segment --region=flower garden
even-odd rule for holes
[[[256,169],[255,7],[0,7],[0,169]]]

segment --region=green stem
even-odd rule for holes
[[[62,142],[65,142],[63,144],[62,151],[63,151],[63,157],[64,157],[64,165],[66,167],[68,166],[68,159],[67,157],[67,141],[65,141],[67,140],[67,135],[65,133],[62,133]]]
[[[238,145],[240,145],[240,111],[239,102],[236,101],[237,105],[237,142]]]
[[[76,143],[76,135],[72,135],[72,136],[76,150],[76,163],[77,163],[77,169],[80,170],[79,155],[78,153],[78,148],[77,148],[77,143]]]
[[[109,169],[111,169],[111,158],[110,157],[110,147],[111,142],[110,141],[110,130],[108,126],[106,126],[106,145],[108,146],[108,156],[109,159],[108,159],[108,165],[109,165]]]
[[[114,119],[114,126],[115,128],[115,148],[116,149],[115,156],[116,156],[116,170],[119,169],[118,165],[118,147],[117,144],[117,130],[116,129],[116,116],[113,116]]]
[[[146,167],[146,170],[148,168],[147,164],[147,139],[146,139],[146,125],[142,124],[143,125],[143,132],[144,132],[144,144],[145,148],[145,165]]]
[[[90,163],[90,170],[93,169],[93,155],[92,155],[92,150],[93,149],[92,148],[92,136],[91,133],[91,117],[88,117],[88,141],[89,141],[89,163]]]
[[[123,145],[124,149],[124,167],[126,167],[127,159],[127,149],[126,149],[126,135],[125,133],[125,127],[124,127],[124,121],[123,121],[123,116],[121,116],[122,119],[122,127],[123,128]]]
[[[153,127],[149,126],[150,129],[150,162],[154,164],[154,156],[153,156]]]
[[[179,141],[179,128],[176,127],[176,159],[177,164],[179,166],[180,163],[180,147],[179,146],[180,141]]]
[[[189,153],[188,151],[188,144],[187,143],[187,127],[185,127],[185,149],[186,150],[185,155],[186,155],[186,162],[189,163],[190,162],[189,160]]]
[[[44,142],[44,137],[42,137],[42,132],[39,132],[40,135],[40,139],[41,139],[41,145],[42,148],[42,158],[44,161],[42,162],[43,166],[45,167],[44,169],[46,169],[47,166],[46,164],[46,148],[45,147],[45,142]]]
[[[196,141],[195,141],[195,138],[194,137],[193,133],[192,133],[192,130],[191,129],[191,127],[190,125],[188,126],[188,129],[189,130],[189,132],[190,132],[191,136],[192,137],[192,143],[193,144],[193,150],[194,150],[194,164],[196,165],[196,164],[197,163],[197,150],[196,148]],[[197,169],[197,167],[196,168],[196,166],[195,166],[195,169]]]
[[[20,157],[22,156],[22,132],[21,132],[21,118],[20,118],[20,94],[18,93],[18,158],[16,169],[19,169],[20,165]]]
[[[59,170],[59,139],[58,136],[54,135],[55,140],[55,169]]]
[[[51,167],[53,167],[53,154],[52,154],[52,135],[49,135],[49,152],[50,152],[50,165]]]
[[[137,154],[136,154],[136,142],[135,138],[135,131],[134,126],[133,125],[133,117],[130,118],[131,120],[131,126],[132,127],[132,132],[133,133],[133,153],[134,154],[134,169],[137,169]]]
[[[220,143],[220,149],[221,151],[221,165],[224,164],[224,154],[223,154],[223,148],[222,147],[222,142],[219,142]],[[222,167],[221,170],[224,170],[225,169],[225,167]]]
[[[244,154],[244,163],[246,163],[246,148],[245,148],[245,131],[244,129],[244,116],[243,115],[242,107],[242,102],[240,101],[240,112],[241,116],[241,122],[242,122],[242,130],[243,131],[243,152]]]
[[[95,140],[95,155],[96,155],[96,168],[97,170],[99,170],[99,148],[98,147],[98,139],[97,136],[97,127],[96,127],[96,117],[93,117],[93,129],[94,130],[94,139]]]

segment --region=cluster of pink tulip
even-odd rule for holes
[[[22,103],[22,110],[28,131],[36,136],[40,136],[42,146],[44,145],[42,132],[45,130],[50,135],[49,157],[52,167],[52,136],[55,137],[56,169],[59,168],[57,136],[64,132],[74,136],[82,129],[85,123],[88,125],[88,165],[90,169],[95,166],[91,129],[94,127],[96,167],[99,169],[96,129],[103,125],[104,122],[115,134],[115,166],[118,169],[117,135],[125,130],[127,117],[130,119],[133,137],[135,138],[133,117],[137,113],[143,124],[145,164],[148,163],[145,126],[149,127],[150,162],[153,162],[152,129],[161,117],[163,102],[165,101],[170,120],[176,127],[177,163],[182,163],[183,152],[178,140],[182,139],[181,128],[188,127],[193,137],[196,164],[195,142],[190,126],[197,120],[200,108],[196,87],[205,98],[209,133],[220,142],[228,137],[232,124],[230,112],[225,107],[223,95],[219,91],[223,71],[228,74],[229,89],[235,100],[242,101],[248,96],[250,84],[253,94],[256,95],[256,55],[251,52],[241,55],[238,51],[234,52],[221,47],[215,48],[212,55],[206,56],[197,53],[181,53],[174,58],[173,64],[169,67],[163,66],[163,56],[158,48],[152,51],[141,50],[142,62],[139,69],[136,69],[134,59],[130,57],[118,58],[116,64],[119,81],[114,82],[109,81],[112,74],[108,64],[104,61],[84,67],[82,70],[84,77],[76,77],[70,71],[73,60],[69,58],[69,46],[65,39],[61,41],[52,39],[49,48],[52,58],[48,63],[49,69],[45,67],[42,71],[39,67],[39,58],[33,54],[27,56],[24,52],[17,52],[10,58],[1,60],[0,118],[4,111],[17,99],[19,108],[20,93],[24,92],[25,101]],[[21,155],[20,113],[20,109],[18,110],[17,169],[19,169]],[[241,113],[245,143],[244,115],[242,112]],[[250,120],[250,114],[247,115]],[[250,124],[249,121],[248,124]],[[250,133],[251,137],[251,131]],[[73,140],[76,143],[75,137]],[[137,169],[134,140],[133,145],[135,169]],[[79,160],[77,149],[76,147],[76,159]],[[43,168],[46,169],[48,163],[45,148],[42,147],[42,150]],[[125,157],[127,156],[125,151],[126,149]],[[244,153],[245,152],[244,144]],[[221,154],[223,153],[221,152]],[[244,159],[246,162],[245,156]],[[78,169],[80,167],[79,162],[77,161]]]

********

OBJECTIVE: Copy out every one of the lines above, swapping "pink tulip" for "yellow tulip" and keeping everything else the same.

SOLUTION TO THE PROBLEM:
segment --region=flower garden
even-odd rule for holes
[[[256,169],[255,7],[0,7],[0,169]]]

segment --region=green stem
even-odd rule for holes
[[[62,142],[65,142],[63,144],[62,151],[63,151],[63,157],[64,157],[64,165],[66,167],[68,166],[68,159],[67,157],[67,141],[65,141],[67,140],[67,135],[65,133],[62,133]]]
[[[238,145],[240,145],[240,111],[239,102],[236,101],[237,105],[237,142]]]
[[[76,143],[76,135],[72,135],[72,136],[76,150],[76,163],[77,163],[77,169],[80,170],[79,155],[78,153],[78,148],[77,148],[77,143]]]
[[[109,169],[111,169],[111,158],[110,157],[110,147],[111,142],[110,141],[110,130],[108,126],[106,126],[106,145],[108,146],[108,156],[109,159],[108,159],[108,165],[109,165]]]
[[[114,119],[114,126],[115,128],[115,148],[116,149],[115,156],[116,156],[116,170],[119,169],[118,165],[118,147],[117,144],[117,130],[116,129],[116,116],[113,116]]]
[[[146,167],[146,170],[148,168],[147,164],[147,139],[146,139],[146,125],[142,124],[143,125],[143,132],[144,132],[144,144],[145,148],[145,165]]]
[[[90,163],[90,170],[93,169],[93,155],[92,155],[92,150],[93,149],[92,148],[92,136],[91,133],[91,117],[88,117],[88,141],[89,141],[89,163]]]
[[[123,145],[124,149],[124,167],[126,167],[127,159],[127,149],[126,149],[126,135],[125,133],[125,127],[124,127],[124,121],[123,121],[123,116],[121,116],[122,119],[122,127],[123,128]]]
[[[153,127],[149,126],[150,129],[150,162],[154,164],[154,156],[153,156]]]
[[[179,141],[179,128],[176,127],[176,159],[177,164],[179,166],[180,163],[180,147],[179,146],[180,141]]]
[[[189,153],[188,151],[188,144],[187,143],[187,127],[185,127],[185,149],[186,150],[185,155],[186,155],[186,162],[189,163],[190,162],[189,160]]]
[[[44,142],[44,137],[42,137],[42,132],[39,132],[40,135],[40,139],[41,139],[41,145],[42,148],[42,158],[44,161],[42,162],[43,166],[45,167],[44,169],[46,169],[47,166],[46,164],[46,148],[45,147],[45,142]]]
[[[196,141],[195,141],[195,138],[194,137],[193,133],[192,133],[192,130],[191,129],[191,127],[190,125],[188,126],[188,129],[189,130],[189,132],[190,132],[191,136],[192,137],[192,143],[193,144],[193,150],[194,150],[194,164],[196,165],[196,164],[197,163],[197,150],[196,148]],[[197,169],[197,167],[196,168],[196,166],[195,166],[195,169]]]
[[[20,157],[22,156],[22,132],[21,132],[21,118],[20,118],[20,94],[18,93],[18,158],[16,169],[19,169],[20,165]]]
[[[59,170],[59,139],[58,136],[54,135],[55,140],[55,169]]]
[[[51,167],[53,167],[53,154],[52,154],[52,135],[49,135],[49,152],[50,152],[50,165]]]
[[[137,154],[136,154],[136,142],[135,138],[135,131],[134,126],[133,125],[133,117],[130,118],[131,120],[131,126],[132,127],[132,132],[133,133],[133,153],[134,154],[134,169],[137,169]]]
[[[220,143],[220,149],[221,151],[221,165],[224,164],[224,154],[223,154],[223,148],[222,147],[222,142],[219,142]],[[222,167],[221,170],[224,170],[225,169],[225,167]]]
[[[244,154],[244,163],[246,163],[246,148],[245,148],[245,131],[244,129],[244,116],[243,115],[242,107],[242,102],[240,101],[240,112],[241,116],[241,122],[242,122],[242,130],[243,131],[243,152]]]
[[[95,140],[95,155],[96,155],[96,168],[97,170],[99,170],[99,148],[98,147],[98,139],[97,136],[97,127],[96,127],[96,117],[93,117],[93,129],[94,130],[94,139]]]

segment --region=cluster of yellow tulip
even-odd rule for holes
[[[22,103],[22,110],[28,131],[36,136],[40,136],[42,146],[44,145],[42,132],[45,130],[50,135],[49,157],[52,167],[52,136],[55,137],[56,169],[59,168],[57,136],[64,132],[74,136],[82,129],[85,123],[88,125],[88,165],[90,169],[95,166],[91,129],[94,127],[96,167],[99,169],[96,129],[103,125],[104,122],[115,134],[115,166],[118,169],[117,135],[125,130],[127,117],[130,119],[133,137],[135,138],[133,117],[137,113],[143,124],[145,164],[148,163],[145,126],[149,127],[150,162],[153,162],[152,129],[161,117],[163,102],[165,101],[170,120],[176,127],[177,163],[182,163],[183,152],[178,140],[182,139],[181,128],[188,127],[193,137],[196,164],[195,142],[190,126],[197,120],[200,108],[196,87],[205,98],[209,133],[220,142],[228,137],[232,124],[230,112],[225,107],[223,95],[219,91],[223,71],[228,74],[229,89],[235,100],[242,101],[248,96],[250,84],[253,94],[256,95],[256,55],[251,52],[241,55],[238,51],[234,52],[221,47],[215,48],[212,55],[206,56],[197,53],[181,53],[174,58],[173,64],[169,67],[163,66],[163,56],[158,48],[152,51],[141,50],[142,62],[139,69],[136,69],[134,59],[130,57],[118,58],[116,64],[119,81],[114,82],[109,81],[112,74],[108,64],[104,61],[84,67],[82,70],[84,77],[76,77],[70,71],[73,60],[69,58],[69,46],[65,39],[61,41],[52,39],[49,48],[52,58],[48,63],[49,69],[45,67],[42,71],[39,67],[39,58],[33,54],[27,56],[24,52],[17,52],[10,58],[1,60],[0,118],[4,111],[17,99],[19,108],[20,93],[24,92],[25,101]],[[21,155],[20,113],[20,109],[18,110],[17,169],[19,169]],[[241,113],[245,143],[244,115],[242,112]],[[250,120],[250,114],[247,115]],[[250,124],[249,121],[248,124]],[[250,133],[251,137],[251,131]],[[73,140],[76,143],[75,137]],[[137,169],[134,140],[133,145],[135,169]],[[79,160],[77,149],[76,147],[76,159]],[[43,168],[46,169],[48,163],[45,148],[42,147],[42,150]],[[125,157],[127,156],[125,151],[126,149]],[[244,153],[245,152],[244,144]],[[221,154],[223,153],[221,152]],[[244,159],[246,162],[245,156]],[[78,169],[80,167],[79,162],[77,161]]]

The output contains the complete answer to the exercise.